**REQUIRED WORK:** Reproduce the material below line for line without any changes, but leave out the pictures.

**Point annotation dataset records:**
= = = = = = =

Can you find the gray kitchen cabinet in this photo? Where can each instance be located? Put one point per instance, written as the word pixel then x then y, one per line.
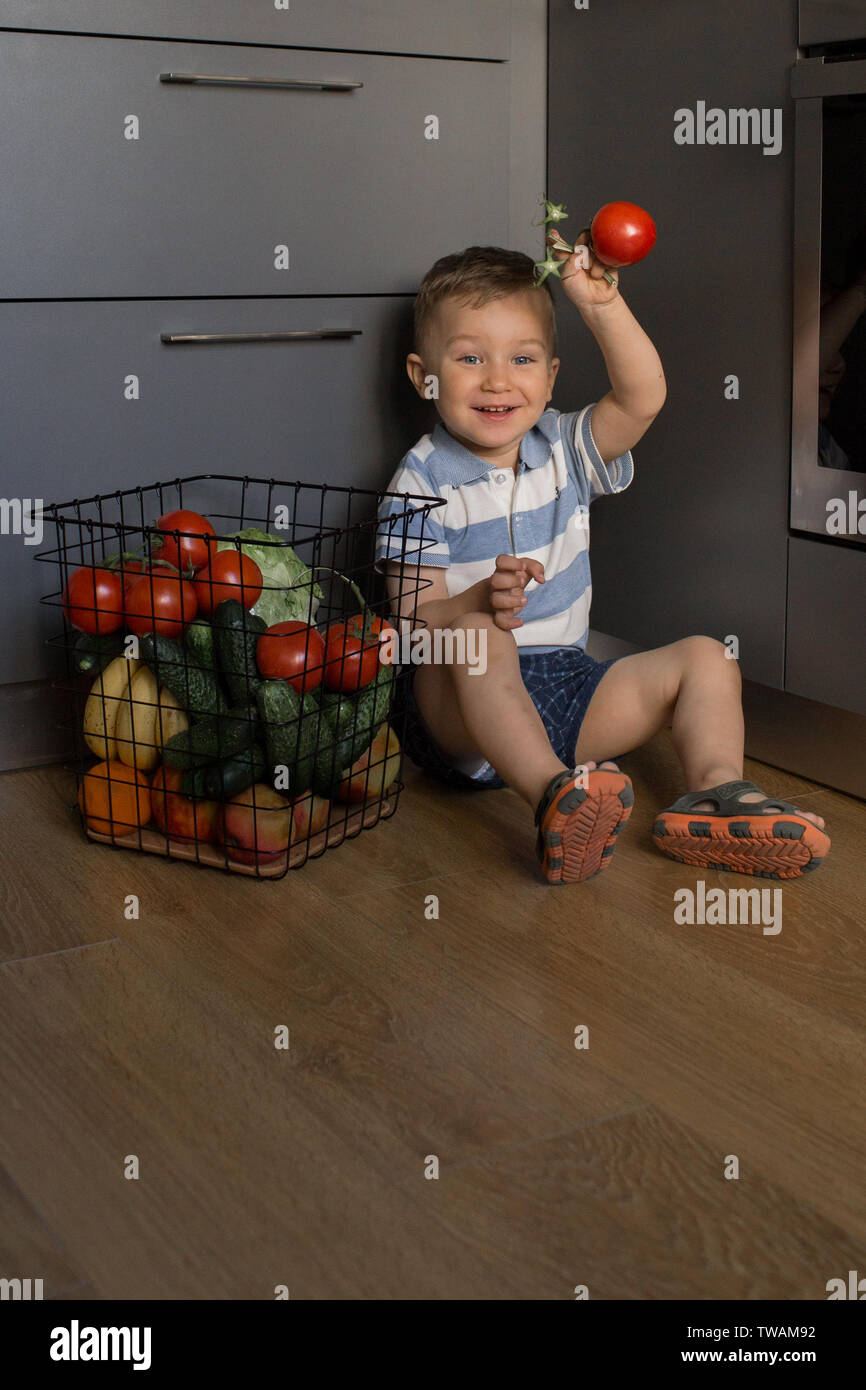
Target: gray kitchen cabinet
pixel 826 649
pixel 831 21
pixel 93 401
pixel 241 189
pixel 448 28
pixel 698 542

= = = = = = =

**FULL SOLUTION:**
Can you find the gray kitchen cabinet in this photo? Where can each instance be located? Put one point per instance, written as the word pixel then x then y, one per line.
Target: gray kitchen cabinet
pixel 826 649
pixel 831 21
pixel 93 401
pixel 241 189
pixel 448 28
pixel 698 542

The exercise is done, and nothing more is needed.